- Extracted records -
★ ★ ★
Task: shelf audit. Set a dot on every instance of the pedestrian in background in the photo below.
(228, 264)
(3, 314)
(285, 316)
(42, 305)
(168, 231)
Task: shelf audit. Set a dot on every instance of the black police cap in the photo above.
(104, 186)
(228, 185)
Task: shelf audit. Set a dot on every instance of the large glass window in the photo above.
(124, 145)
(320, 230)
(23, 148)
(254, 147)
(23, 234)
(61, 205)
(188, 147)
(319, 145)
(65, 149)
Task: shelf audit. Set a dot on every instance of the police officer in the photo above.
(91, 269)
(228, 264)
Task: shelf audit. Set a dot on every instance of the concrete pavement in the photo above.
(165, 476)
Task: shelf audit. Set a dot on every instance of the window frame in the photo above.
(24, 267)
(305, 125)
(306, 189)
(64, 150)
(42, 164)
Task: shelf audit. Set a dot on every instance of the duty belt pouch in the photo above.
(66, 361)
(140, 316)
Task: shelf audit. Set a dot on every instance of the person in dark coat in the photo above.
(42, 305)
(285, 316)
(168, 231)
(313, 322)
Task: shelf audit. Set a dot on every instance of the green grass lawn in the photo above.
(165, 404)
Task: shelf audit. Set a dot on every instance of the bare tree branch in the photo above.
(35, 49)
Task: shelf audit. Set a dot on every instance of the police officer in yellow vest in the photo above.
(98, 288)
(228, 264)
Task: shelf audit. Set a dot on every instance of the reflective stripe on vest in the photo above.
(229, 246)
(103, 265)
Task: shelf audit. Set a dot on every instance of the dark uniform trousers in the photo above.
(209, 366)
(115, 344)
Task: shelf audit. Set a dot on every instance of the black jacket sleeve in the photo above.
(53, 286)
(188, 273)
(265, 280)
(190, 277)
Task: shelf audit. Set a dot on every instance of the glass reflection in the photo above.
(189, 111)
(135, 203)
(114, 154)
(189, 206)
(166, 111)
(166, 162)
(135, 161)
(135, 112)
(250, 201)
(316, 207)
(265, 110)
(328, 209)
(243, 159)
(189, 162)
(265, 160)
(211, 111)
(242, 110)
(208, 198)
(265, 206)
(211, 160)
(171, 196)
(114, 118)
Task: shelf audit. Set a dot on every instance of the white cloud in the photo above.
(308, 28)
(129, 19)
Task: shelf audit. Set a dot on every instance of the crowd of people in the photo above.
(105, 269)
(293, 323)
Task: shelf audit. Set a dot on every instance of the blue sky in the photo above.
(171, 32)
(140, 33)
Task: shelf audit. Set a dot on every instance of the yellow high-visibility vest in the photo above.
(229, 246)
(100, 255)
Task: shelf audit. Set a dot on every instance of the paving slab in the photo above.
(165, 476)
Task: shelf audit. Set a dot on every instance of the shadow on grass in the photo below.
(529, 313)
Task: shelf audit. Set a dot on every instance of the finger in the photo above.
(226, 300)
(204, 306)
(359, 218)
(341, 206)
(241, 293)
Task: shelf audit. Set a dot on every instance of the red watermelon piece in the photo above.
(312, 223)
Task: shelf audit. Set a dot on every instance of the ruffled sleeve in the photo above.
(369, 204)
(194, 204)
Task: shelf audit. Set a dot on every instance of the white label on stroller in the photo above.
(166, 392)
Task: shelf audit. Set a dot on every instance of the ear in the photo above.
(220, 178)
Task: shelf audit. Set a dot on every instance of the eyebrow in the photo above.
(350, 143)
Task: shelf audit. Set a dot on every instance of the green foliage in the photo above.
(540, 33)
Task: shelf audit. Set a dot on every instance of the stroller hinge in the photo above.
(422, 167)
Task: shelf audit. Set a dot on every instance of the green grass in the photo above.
★ ★ ★
- TASK BRIEF -
Retype the data word for word, starting at the line that contains "eyebrow in the photo above." and ending at the last line of the data.

- WORKED SOLUTION -
Task: shelf audit. Set a dot on every instance of the eyebrow in the photo above.
(350, 143)
Task: shelf audit. Set a dot on every instance of the green foliage in the photo above.
(540, 33)
Task: shelf audit. Set a dot on every instance of the stroller hinge in the photo above.
(422, 167)
Task: shelf audit. Set a dot on every instance of the green grass in the photo above.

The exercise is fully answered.